◆ Text block:
§ §
At the recent Qualcomm Snapdragon Tech Summit, the company announced its new flagship smartphone processor, the Snapdragon 8 Gen 1. Replacing the Snapdragon 888, this new chip is set to be in a number of high performance flagship smartphones in 2022. The new chip is Qualcomm’s first to use Arm v9 CPU cores as well as Samsung’s 4nm process node technology. In advance of devices coming in Q1, we attended a benchmarking session using Qualcomm’s reference design, and had a couple of hours to run tests focused on the new performance core, based on Arm’s Cortex-X2 core IP.

The Snapdragon 8 Gen 1

Rather than continue with the 800 naming scheme, Qualcomm is renaming its smartphone processor portfolio to make it easier to understand / market to consumers. The Snapdragon 8 Gen 1 (hereafter referred to as S8g1 or 8g1) will be the headliner for the portfolio, and we expect Qualcomm to announce other processors in the family as we move into 2022. The S8g1 uses the latest range of Arm core IP, along with updated Adreno, Hexagon, and connectivity IP including an integrated X65 modem capable of both mmWave and Sub 6 GHz for a worldwide solution in a single chip.

While Qualcomm hasn’t given any additional insight into the Adreno / graphics part of the hardware, not even giving us a 3-digit identifier, we have been told that it is a new ground up design. Qualcomm has also told us that the new GPU family is designed to look very similar to previous Adreno GPU sfrom a feature/API standpoint, which means that for existing games and other apps, it should allow a smooth transition with better performance.  We had time to run a few traditional gaming tests in this piece.

On the DSP side, Qualcomm’s headlines are that the chip can process 3.2 Gigapixels/sec for the cameras with an 18-bit pipeline, suitable for a single 200MP camera, 64MP burst capture, or 8K HDR video. The encode/decode engines allow for 8K30 or 4K120 10-bit H.265 encode, as well as 720p960 infinite recording. There is no AV1 decode engine in this chip, with Qualcomm’s VPs stating that the timing for their IP block did not synchronize with this chip.

Qualcomm's Alex Katouzian

AI inference performance has also quadrupled - 2x from architecture updates and 2x from software. We have a couple of AI tests in this piece.

As usual with these benchmarking sessions, we’re very interested in what the CPU part of the chip can do. The new S8g1 from Qualcomm features a 1+3+4 configuration, similar to the Snapdragon S888, but using Arm’s newest v9 architecture cores.

  1. The single big core is a Cortex-X2, running at 3.0 GHz with 1 MiB of private L2 cache.
  2. The middle cores are Cortex-A710, running at 2.5 GHz with 512 KiB of private L2 cache.
§ §
◆ Records provided:

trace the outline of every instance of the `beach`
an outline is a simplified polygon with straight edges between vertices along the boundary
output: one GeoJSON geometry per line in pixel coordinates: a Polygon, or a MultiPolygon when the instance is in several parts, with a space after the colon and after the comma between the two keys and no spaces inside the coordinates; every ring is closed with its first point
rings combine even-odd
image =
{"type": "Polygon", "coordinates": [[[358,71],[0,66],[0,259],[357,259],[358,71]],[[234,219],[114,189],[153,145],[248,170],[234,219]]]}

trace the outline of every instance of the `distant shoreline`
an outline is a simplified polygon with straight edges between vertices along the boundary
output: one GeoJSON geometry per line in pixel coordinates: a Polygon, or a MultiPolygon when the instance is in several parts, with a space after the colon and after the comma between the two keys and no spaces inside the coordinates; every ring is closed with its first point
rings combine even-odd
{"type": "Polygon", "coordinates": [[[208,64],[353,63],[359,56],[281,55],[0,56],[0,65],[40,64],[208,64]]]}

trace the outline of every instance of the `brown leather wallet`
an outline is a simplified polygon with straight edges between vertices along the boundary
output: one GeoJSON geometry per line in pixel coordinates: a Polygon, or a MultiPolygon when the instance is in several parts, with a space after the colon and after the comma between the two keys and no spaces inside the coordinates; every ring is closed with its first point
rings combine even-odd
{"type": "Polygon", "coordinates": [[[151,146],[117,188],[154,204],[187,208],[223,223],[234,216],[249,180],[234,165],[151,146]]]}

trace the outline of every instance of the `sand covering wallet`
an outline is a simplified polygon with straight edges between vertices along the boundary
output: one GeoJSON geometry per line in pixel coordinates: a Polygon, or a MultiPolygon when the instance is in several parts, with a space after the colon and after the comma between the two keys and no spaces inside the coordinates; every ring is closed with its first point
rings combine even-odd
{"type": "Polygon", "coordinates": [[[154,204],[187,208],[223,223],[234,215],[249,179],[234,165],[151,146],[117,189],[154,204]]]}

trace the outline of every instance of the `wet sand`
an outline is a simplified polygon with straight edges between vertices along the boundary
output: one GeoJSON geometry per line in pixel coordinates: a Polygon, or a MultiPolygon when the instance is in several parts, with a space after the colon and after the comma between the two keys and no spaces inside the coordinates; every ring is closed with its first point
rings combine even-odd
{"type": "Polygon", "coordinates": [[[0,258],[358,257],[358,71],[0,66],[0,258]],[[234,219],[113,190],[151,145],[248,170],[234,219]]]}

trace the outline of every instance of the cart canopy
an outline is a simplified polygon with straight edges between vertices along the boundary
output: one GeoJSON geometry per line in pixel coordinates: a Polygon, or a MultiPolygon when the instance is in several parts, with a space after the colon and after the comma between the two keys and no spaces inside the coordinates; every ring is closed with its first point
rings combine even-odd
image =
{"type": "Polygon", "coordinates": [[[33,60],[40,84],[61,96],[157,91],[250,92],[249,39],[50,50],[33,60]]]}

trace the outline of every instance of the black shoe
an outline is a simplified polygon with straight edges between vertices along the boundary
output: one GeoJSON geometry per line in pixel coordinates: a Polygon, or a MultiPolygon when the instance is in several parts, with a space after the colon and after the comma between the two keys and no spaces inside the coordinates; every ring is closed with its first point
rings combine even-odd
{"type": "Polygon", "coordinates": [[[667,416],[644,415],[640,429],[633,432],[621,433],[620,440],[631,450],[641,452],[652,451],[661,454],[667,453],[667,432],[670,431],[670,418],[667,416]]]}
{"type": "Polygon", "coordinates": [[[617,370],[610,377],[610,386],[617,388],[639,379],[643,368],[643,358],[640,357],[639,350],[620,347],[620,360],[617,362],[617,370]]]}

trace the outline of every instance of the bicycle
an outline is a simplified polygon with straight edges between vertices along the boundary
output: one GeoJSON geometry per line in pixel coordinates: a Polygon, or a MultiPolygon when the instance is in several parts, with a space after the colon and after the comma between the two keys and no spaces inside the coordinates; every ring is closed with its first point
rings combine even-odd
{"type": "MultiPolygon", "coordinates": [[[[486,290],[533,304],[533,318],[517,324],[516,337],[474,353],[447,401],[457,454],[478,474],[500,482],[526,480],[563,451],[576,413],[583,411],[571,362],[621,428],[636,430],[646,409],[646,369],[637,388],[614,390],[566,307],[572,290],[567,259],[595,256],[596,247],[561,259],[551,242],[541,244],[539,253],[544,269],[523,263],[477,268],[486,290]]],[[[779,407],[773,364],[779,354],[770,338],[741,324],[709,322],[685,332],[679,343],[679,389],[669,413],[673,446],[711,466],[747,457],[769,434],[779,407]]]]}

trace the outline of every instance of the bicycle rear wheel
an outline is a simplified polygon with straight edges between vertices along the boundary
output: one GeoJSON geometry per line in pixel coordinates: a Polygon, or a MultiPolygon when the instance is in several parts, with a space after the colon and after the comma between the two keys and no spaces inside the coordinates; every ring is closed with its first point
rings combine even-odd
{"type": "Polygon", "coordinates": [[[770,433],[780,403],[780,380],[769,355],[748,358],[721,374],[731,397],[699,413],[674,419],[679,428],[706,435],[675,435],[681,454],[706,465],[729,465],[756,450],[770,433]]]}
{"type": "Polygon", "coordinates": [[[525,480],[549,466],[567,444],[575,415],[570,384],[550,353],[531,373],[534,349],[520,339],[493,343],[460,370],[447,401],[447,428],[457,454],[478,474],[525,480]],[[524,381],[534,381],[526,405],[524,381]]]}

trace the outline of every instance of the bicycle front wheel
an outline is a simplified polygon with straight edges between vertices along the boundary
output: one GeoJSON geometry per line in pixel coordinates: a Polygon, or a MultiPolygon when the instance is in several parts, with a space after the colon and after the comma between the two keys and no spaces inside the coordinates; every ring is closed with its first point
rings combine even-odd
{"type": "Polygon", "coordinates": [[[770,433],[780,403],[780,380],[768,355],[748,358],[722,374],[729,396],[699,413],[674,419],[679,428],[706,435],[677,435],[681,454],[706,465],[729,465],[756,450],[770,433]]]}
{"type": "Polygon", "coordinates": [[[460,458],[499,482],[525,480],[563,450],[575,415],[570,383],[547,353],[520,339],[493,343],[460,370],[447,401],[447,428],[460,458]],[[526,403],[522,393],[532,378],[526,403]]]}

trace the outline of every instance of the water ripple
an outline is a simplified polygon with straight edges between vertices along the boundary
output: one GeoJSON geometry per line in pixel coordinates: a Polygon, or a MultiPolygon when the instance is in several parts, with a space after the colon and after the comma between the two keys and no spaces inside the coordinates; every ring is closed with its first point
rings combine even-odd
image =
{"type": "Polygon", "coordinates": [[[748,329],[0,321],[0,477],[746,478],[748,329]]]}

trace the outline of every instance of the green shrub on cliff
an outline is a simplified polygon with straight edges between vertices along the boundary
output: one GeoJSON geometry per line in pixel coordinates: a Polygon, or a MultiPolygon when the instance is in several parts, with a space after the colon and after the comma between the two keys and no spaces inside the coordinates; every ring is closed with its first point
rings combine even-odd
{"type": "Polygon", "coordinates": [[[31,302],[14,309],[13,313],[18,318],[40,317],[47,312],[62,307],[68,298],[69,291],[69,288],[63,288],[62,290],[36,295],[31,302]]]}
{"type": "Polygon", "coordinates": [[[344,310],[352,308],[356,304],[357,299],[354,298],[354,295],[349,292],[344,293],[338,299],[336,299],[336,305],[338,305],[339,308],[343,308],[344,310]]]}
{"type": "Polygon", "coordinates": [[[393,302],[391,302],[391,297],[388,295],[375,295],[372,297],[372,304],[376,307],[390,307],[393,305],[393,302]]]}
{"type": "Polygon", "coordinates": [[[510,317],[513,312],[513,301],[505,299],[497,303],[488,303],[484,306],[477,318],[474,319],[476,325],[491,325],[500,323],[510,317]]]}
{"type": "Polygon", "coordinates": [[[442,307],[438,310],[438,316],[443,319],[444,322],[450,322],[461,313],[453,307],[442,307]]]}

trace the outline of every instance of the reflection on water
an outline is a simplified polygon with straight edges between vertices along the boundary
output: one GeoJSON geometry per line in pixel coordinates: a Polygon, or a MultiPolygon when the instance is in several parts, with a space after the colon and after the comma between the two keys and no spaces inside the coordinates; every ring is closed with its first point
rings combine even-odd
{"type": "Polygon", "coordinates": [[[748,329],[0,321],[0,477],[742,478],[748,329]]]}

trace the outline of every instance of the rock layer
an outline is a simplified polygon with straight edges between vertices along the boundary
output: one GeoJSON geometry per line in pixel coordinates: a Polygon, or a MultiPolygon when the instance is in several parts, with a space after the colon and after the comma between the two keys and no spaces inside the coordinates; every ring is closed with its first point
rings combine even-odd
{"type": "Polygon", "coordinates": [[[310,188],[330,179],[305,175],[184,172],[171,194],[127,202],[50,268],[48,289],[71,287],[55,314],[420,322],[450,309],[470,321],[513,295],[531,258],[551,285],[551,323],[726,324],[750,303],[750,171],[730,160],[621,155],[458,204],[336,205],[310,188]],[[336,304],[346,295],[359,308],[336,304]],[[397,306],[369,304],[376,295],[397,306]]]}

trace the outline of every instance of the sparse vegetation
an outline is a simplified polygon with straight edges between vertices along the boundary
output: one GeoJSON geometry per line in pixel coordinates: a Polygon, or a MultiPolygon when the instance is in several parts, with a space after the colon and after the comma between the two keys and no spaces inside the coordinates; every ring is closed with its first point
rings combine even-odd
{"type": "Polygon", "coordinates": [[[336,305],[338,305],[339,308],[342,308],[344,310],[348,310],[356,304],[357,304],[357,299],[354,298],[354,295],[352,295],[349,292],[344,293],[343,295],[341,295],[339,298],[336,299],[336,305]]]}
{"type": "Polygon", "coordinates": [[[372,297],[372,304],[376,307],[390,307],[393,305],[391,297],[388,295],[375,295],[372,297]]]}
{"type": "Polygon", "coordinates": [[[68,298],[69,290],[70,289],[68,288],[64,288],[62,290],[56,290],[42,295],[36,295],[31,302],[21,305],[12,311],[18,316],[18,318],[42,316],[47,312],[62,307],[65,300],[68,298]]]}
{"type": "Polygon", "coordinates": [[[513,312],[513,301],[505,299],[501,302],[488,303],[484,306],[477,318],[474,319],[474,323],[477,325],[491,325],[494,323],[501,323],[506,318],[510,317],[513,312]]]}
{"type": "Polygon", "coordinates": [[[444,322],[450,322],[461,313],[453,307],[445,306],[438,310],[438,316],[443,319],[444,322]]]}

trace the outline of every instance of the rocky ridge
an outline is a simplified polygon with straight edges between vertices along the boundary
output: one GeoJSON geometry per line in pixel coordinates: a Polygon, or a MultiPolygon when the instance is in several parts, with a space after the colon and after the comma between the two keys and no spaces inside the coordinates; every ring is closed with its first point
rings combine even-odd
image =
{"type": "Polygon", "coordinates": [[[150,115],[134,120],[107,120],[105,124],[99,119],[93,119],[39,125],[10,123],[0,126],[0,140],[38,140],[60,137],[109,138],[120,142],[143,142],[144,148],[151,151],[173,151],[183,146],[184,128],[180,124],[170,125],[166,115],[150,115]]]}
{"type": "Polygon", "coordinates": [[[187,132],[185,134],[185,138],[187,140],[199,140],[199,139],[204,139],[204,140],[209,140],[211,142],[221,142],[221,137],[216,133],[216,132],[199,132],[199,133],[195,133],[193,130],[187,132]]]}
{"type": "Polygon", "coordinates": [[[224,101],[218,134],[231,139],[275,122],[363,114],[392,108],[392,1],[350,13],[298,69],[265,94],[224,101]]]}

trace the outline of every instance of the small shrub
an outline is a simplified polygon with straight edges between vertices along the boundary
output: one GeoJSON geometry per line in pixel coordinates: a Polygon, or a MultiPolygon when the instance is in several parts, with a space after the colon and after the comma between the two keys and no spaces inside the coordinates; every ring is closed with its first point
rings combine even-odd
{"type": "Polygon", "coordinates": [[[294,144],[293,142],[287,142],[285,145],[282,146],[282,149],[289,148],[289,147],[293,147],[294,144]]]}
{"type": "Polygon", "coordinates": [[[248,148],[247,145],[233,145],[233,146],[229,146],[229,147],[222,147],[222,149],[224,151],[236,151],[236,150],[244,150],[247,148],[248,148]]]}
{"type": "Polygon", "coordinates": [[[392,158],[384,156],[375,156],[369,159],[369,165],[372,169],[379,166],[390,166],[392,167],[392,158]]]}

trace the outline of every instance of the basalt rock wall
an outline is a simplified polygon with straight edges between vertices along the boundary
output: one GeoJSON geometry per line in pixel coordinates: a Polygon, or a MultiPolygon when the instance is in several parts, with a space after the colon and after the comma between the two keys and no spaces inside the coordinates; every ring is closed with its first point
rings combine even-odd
§ §
◆ Written request 1: How would this sentence from the Snapdragon 8 Gen 1 article read in Spanish: "The new chip is Qualcomm’s first to use Arm v9 CPU cores as well as Samsung’s 4nm process node technology."?
◆ Written request 2: Could you extend the Snapdragon 8 Gen 1 article past its final line?

◆ Task output 1: El nuevo chip es el primero de Qualcomm en utilizar núcleos de CPU Arm v9, así como la tecnología de nodo de proceso de 4 nm de Samsung.

◆ Task output 2:
  3. The four efficiency cores are Cortex-A510, running at 1.8 GHz and an unknown amount of L2 cache. These four cores are arranged in pairs, with L2 cache being private to a pair.
  4. On the top of these cores is an additional 6 MiB of shared L3 cache and 4 MiB of system level cache at the memory controller, which is a 64-bit LPDDR5-3200 interface for 51.2 GB/s theoretical peak bandwidth.

Compared to the Snapdragon S888, the X2 is clocked higher than the X1 by around 5% and has additional architectural improvements on top of that. Qualcomm is claiming +20% performance or +30% power efficiency for the new X2 core over X1, and on that last point it is beyond the +16% power efficiency quoted by Samsung moving from 5nm to 4nm, so there are additional efficiencies Qualcomm is implementing in silicon to get that number. Unfortunately Qualcomm would not go into detail what those are, nor provide details about how the voltage rails are separated, if this is the same as S888 or different – Arm has stated that the X2 core could offer reduced power than the X1, and if the X2 is on its own voltage rail that could provide support for Qualcomm’s claims.

The middle A710 cores are also Arm v9, with an 80 MHz bump over the previous generation likely provided by process node improvements. The smaller A510 efficiency cores are built as two complexes each of two cores, with a shared L2 cache in each complex. This layout is meant to provide better area efficiency, although Qualcomm did not explain how much L2 cache is in each complex – normally they do, but for whatever reason in this generation it wasn’t detailed. We didn’t probe the number in our testing here due to limited time, but no doubt when devices come to market we’ll find out.

On top of the cores is a 6 MiB L3 cache as part of the DSU, and a 4 MiB system cache with the memory controllers. Like last year, the cores do not have direct access to this 4 MiB cache. We’ve seen Qualcomm’s main high-end competitor for next year, MediaTek, showcase that L3+system cache will be 14 MiB, with cores having access to all, so it will be interesting to see how the two compare when we have the MTK chip to test.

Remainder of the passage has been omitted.